==== Recorded information ====

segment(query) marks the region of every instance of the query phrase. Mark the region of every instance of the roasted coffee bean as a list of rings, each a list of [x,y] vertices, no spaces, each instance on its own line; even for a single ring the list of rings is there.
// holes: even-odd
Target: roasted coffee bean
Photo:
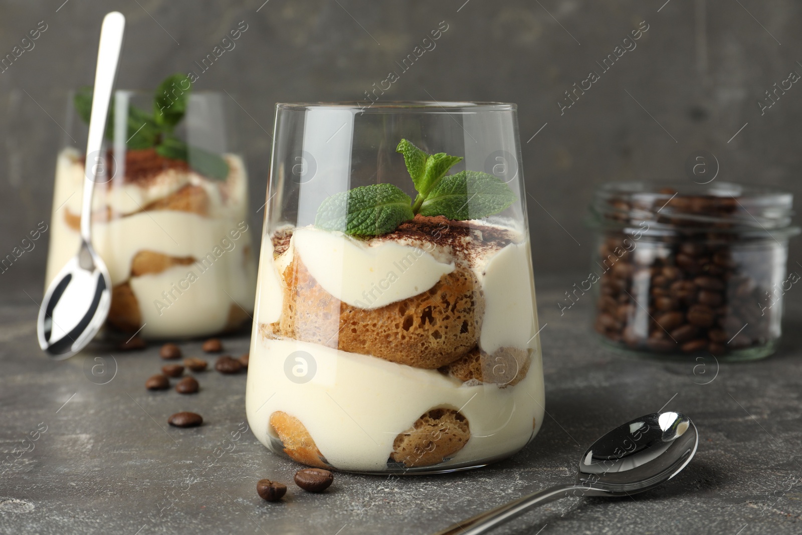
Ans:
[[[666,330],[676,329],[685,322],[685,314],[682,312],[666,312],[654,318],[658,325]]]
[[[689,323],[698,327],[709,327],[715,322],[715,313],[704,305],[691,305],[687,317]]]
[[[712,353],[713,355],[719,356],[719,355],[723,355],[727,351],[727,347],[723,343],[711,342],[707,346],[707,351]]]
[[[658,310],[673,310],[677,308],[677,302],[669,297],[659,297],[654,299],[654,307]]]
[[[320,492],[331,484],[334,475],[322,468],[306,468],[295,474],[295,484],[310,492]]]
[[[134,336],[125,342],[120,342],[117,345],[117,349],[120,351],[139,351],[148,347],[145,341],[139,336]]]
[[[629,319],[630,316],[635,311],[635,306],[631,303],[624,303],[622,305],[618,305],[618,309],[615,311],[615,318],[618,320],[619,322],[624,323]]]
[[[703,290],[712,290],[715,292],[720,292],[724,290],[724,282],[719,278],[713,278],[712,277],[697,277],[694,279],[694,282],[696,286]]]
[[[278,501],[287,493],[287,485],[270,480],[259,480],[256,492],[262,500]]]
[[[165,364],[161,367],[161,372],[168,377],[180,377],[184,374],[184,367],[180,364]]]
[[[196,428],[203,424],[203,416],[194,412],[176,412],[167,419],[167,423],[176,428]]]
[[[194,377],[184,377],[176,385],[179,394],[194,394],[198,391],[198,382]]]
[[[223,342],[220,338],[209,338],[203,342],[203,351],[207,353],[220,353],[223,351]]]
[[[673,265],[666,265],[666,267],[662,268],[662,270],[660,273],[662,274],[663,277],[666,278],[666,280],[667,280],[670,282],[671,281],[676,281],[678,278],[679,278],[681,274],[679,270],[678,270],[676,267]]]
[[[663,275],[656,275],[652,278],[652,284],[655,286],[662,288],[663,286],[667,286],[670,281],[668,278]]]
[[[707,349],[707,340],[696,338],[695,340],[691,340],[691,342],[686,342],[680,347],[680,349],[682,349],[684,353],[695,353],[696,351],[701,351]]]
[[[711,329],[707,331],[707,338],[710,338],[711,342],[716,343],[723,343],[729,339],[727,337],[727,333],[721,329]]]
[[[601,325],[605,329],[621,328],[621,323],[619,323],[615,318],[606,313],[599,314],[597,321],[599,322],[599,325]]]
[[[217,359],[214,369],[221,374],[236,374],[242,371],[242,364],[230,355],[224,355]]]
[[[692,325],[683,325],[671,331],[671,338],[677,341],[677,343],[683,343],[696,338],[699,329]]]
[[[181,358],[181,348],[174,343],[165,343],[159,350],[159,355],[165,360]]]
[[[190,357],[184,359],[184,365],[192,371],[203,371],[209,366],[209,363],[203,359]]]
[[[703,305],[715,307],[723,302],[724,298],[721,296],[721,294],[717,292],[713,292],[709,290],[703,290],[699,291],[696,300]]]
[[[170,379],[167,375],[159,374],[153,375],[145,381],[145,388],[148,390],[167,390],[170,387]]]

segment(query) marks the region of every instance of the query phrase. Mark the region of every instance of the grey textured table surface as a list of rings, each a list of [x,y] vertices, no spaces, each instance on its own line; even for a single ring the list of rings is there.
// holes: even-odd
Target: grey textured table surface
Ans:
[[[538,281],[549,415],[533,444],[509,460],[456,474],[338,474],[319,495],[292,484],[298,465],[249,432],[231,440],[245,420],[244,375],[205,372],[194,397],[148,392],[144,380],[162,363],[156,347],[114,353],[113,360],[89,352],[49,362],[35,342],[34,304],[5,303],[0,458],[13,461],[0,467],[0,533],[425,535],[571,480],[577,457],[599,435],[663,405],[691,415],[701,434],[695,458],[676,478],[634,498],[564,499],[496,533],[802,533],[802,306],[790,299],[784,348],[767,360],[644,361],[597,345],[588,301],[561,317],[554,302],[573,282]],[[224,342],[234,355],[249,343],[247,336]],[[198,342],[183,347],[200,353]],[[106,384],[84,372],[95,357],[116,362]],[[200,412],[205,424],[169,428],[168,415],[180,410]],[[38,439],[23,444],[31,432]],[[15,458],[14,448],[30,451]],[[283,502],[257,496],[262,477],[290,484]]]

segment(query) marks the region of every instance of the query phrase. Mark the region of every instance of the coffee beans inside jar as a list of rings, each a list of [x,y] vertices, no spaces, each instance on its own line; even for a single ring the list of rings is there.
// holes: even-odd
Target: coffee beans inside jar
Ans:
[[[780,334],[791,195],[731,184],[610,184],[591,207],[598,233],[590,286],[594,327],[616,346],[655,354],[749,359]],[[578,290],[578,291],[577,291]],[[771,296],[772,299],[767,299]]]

====

### Task brief
Revise all the items above by replacing every "Target" with "Query", keeping everything else unchanged. Leave the pictures out of your answer.

### Task output
segment(query) marks the region of every instance of the query phrase. Mark the region of every instance of the roasted coffee bean as a list of rings, each a list of [x,y] vertices, no spaces, each instance on its own line; even for a single ring the list of rings is there.
// holes: even-odd
Query: roasted coffee bean
Photo:
Ans:
[[[666,330],[676,329],[685,322],[685,314],[682,312],[666,312],[654,318],[658,325]]]
[[[689,323],[698,327],[709,327],[715,322],[715,313],[704,305],[691,305],[687,317]]]
[[[712,353],[713,355],[719,356],[719,355],[723,355],[727,351],[727,347],[723,343],[711,342],[707,346],[707,351]]]
[[[658,310],[673,310],[677,308],[677,302],[669,297],[659,297],[654,299],[654,307]]]
[[[320,492],[331,484],[334,475],[322,468],[306,468],[295,474],[295,484],[310,492]]]
[[[134,336],[125,342],[120,342],[117,345],[117,349],[120,351],[139,351],[148,347],[145,341],[139,336]]]
[[[629,319],[630,316],[635,311],[635,306],[631,303],[624,303],[622,305],[618,305],[618,309],[615,311],[615,318],[618,320],[619,322],[624,323]]]
[[[703,290],[712,290],[715,292],[720,292],[724,290],[724,282],[719,278],[713,278],[712,277],[697,277],[694,279],[694,282],[696,286]]]
[[[278,501],[287,493],[287,485],[270,480],[259,480],[256,492],[262,500]]]
[[[165,364],[161,367],[161,372],[168,377],[180,377],[184,374],[184,367],[180,364]]]
[[[196,428],[203,424],[203,416],[194,412],[176,412],[167,419],[167,423],[176,428]]]
[[[194,377],[184,377],[176,385],[179,394],[194,394],[198,391],[198,382]]]
[[[223,342],[220,338],[209,338],[203,342],[203,351],[207,353],[220,353],[223,351]]]
[[[673,265],[666,265],[666,267],[662,268],[662,270],[660,273],[662,274],[663,277],[666,278],[666,280],[667,280],[670,282],[671,281],[676,281],[678,278],[679,278],[681,274],[679,270],[678,270],[676,267]]]
[[[663,275],[656,275],[652,278],[652,284],[655,286],[662,288],[663,286],[667,286],[670,281],[668,278]]]
[[[707,349],[707,340],[696,338],[695,340],[691,340],[691,342],[686,342],[680,347],[680,349],[682,349],[684,353],[695,353],[696,351],[701,351]]]
[[[711,329],[707,331],[707,338],[710,338],[711,342],[716,343],[723,343],[729,339],[727,337],[727,333],[721,329]]]
[[[601,325],[605,329],[621,328],[621,323],[619,323],[615,318],[606,313],[599,314],[597,321],[599,322],[599,325]]]
[[[217,359],[214,369],[221,374],[236,374],[242,371],[242,364],[230,355],[224,355]]]
[[[692,325],[683,325],[671,331],[671,338],[677,341],[677,343],[683,343],[696,338],[699,329]]]
[[[181,358],[181,348],[174,343],[165,343],[159,350],[159,355],[165,360]]]
[[[190,357],[184,359],[184,365],[192,371],[203,371],[209,366],[209,363],[203,359]]]
[[[703,305],[715,307],[723,302],[724,298],[721,296],[721,294],[717,292],[713,292],[709,290],[703,290],[699,291],[696,300]]]
[[[170,379],[167,375],[159,374],[153,375],[145,381],[145,388],[148,390],[167,390],[170,387]]]

segment(query) marks the region of every instance of the query phrase. Mark the region of every instance of the grey textured table surface as a list of rings, each a list of [x,y] vertices, no spaces, each instance on its own line; even for a single ring the list of rings is there.
// holes: even-odd
Query: grey textured table surface
Ans:
[[[538,281],[549,415],[533,444],[509,460],[456,474],[338,474],[319,495],[292,484],[298,465],[249,432],[231,440],[245,420],[244,375],[205,372],[194,397],[148,392],[144,380],[162,363],[156,347],[114,353],[113,360],[89,352],[49,362],[35,342],[34,304],[5,303],[0,458],[13,461],[0,467],[0,533],[425,535],[571,480],[577,457],[599,435],[663,405],[691,415],[701,434],[695,458],[676,478],[634,498],[564,499],[496,533],[802,533],[802,306],[790,299],[784,348],[767,360],[644,361],[597,345],[588,301],[561,317],[554,302],[573,282]],[[224,342],[234,355],[249,343],[247,336]],[[198,342],[183,347],[200,353]],[[106,384],[84,372],[95,357],[116,362]],[[200,412],[205,424],[169,428],[168,415],[180,410]],[[38,439],[23,444],[31,432]],[[15,458],[14,448],[30,451]],[[283,502],[257,496],[262,477],[290,484]]]

segment(query) marks the region of every instance of the query phrase. Mark the region of every instance of the coffee beans inside jar as a list of rings, each a list of [x,y] vertices, no spaces, each instance on its own line; even for a single ring the list of rings is there.
// holes: even-odd
Query: coffee beans inside jar
Ans:
[[[780,334],[791,195],[731,184],[610,184],[591,207],[598,233],[590,286],[594,327],[616,346],[655,354],[749,359]],[[578,290],[578,291],[577,291]],[[771,296],[772,299],[767,299]]]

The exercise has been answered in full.